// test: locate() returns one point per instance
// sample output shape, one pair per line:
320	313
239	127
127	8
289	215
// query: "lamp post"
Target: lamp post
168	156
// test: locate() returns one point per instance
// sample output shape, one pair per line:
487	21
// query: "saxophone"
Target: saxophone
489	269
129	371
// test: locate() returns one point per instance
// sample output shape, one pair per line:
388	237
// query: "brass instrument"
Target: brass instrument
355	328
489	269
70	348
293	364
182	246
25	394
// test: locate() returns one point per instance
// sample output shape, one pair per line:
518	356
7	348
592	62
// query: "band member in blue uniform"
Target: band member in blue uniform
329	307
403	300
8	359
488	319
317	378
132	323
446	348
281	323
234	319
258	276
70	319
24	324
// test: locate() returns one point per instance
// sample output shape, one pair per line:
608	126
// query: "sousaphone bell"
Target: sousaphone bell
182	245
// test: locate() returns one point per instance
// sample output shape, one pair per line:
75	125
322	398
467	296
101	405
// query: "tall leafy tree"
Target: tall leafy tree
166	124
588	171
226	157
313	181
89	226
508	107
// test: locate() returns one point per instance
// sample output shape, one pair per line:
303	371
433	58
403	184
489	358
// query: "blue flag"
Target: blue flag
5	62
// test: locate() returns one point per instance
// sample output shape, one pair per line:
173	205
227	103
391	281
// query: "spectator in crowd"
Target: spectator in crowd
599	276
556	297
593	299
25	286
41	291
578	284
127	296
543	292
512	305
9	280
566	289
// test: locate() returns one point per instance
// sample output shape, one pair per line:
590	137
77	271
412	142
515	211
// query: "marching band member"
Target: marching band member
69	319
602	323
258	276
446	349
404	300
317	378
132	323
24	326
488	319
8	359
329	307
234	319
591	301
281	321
------------------------------------------------------------
▶ [Problem]:
Extract every line of the records above that contains the word "tree".

▶ [Task result]:
// query: "tall leafy tree"
Target: tall leafy tree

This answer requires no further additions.